**WHAT THE EXERCISE ASKS**
Copy nothing but the text: repeat each entry exactly and drop the images.

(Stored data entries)
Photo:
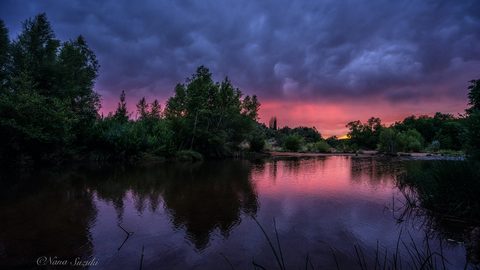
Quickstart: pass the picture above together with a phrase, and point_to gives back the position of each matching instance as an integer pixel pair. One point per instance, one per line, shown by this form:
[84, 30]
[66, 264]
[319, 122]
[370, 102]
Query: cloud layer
[326, 51]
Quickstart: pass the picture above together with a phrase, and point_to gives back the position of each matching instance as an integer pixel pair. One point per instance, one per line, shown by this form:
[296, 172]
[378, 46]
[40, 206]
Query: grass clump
[188, 155]
[447, 188]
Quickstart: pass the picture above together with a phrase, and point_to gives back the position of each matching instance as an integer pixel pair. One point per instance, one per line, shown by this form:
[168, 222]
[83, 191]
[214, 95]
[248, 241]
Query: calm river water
[202, 216]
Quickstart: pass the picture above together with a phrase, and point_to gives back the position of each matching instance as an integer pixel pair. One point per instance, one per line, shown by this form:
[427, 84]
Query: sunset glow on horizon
[320, 64]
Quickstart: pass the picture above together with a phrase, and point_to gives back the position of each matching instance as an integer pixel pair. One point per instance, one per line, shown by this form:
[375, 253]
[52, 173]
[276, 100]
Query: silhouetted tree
[121, 114]
[142, 109]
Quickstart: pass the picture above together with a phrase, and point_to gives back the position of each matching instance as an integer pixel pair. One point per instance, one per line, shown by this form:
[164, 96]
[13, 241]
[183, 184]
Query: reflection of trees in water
[199, 197]
[373, 170]
[44, 217]
[448, 230]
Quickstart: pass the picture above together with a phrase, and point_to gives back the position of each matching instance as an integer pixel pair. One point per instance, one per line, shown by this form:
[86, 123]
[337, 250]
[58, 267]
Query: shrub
[292, 143]
[319, 147]
[188, 155]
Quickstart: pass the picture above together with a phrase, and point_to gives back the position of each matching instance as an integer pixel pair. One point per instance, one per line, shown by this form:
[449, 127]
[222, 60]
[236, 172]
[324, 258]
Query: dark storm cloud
[401, 50]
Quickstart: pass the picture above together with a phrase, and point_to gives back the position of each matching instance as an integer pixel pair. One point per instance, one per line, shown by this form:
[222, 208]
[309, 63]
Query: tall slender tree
[121, 114]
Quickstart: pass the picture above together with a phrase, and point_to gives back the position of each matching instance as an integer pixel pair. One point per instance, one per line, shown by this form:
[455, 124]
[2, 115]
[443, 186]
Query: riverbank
[416, 156]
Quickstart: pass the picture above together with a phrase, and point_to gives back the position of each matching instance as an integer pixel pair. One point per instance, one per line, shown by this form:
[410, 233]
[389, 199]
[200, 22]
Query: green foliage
[474, 96]
[293, 143]
[388, 141]
[4, 55]
[48, 106]
[188, 155]
[391, 141]
[208, 117]
[447, 188]
[473, 134]
[121, 114]
[33, 125]
[410, 141]
[257, 140]
[473, 120]
[365, 135]
[319, 147]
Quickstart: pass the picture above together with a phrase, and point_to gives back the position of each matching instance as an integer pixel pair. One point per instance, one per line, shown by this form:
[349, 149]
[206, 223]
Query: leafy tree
[155, 110]
[365, 135]
[210, 117]
[142, 109]
[34, 56]
[4, 55]
[473, 120]
[388, 141]
[450, 135]
[474, 96]
[121, 113]
[272, 124]
[293, 143]
[410, 140]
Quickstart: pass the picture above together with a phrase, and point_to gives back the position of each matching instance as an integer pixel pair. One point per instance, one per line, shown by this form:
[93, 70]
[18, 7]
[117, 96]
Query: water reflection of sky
[318, 204]
[199, 216]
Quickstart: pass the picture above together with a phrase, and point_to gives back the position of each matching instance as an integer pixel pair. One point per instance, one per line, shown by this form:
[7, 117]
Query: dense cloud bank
[401, 51]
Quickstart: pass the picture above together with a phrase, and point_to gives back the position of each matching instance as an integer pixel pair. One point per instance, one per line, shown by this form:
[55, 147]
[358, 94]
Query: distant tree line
[49, 111]
[441, 133]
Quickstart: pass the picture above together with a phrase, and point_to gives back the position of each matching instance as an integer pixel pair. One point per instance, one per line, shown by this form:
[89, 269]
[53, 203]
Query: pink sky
[329, 117]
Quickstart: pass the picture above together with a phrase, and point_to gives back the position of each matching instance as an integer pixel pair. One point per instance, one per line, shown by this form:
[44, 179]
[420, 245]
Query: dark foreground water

**EXERCISE OUTPUT**
Photo:
Quickstart: pass the picture above together with a phrase, and point_to gives back the position of each matching instance as an integer pixel pair. One point per instance, one per line, shown by this form:
[84, 30]
[66, 264]
[319, 122]
[370, 102]
Query: cloud layer
[326, 51]
Quickstart: pass the picture above together with a phrase, and point_to gives back the position of each matching instance as an integer pixel pair. One point per instance, one per line, shown by this form:
[296, 172]
[378, 46]
[40, 206]
Query: grass clump
[188, 155]
[447, 188]
Quickstart: pass the picture above together with a phrase, and point_to gives back the position of each matching instance as an integer pixel pair. One point per instance, one per line, shown by this form:
[168, 222]
[83, 191]
[214, 95]
[248, 241]
Query: calm river water
[202, 216]
Quickstart: pass the picture above together with a phrase, and point_to gives back the position of each matching instance as an integer pixel pair. One point per instance, one per line, shown by this form:
[427, 84]
Query: sunset glow on horizon
[320, 64]
Quickstart: pass the picture above together with a phrase, and point_to gives back the position of each matching instance as an integer pixel pair. One point per instance, one per line, shown by this form:
[375, 253]
[52, 173]
[276, 100]
Query: silhouetted tree
[121, 114]
[142, 109]
Quickstart: pass the picture above together with a phrase, and point_to gives back the position of each matching instance as an integer pixel pair. One point per instance, one per line, shown by this form:
[164, 96]
[13, 241]
[183, 184]
Query: reflection of trees in water
[199, 197]
[373, 170]
[44, 217]
[448, 230]
Quickstart: pass the picture above together with a phrase, and point_to gives back the position of each matching instance as an integer pixel pair. One point per instance, one per line, shown by this form:
[86, 123]
[337, 250]
[58, 267]
Query: shrub
[292, 143]
[319, 147]
[188, 155]
Quickstart: pass the picture above together with a phrase, and point_to gives back the position of each matching instance as an integer pixel pair. One point per instance, one per line, shown by this form:
[449, 127]
[222, 60]
[236, 172]
[324, 258]
Query: dark storm cloud
[401, 50]
Quickstart: pass the picture above together with a phrase, and point_to gives back the position of each matching instance as an integer pixel pair. One point per instance, one per line, shown by this form:
[222, 208]
[309, 63]
Query: tall slender tree
[121, 114]
Quickstart: pass the picture above together with a phrase, and point_to gives back the position of each matching instance as an integer pixel pair. One point per instance, one per line, shown by this form:
[455, 124]
[2, 115]
[443, 186]
Query: riverbank
[416, 156]
Quickstart: pass the picture above together with a phrase, and point_to gives back the position of each matching instance as an integer pixel pair. One point per instance, one per line, shown by this form:
[410, 233]
[389, 199]
[200, 22]
Query: green foliage
[474, 96]
[293, 143]
[388, 141]
[4, 55]
[48, 106]
[188, 155]
[391, 141]
[208, 117]
[447, 188]
[473, 134]
[121, 114]
[33, 125]
[410, 141]
[257, 140]
[473, 120]
[365, 135]
[319, 147]
Quickstart: pass the picture above together with a phrase, and point_to gives back the position of each matching instance as an integer pixel pair. One point per instance, one per line, shown by this form:
[349, 149]
[206, 223]
Query: leafy tree
[155, 110]
[365, 135]
[210, 117]
[142, 109]
[34, 56]
[4, 55]
[473, 120]
[388, 141]
[450, 135]
[474, 96]
[121, 113]
[272, 124]
[293, 143]
[410, 140]
Quickstart: pass the picture above together with a phrase, and point_to gives back the position of each matching instance as an integer pixel pair. One point per instance, one per line, shown by this form:
[93, 70]
[18, 7]
[117, 96]
Query: water reflection of sky
[318, 204]
[199, 216]
Quickstart: pass the picture above together with a phrase, and point_to gives back the position of each matching instance as an integer pixel pair. One point per instance, one per line, shown by this form:
[7, 117]
Query: dense cloud bank
[401, 51]
Quickstart: pass the picture above together with a phrase, and point_to gives back the position of each matching instance as an integer pixel pair. One point per instance, one per line, shown by this form:
[55, 147]
[358, 94]
Query: distant tree line
[49, 111]
[441, 133]
Quickstart: pass the picture above together with a phrase, and point_to gives back the position of each matching instance as an integer pixel pair. One point per instance, one per line, shown by this form:
[89, 269]
[53, 203]
Query: pink sky
[329, 117]
Quickstart: pass the picture above together with a phrase, and point_to gives back the position of each matching instance as an integer pixel pair. One point per instance, one per line, shown by this form:
[44, 179]
[420, 245]
Query: dark foreground water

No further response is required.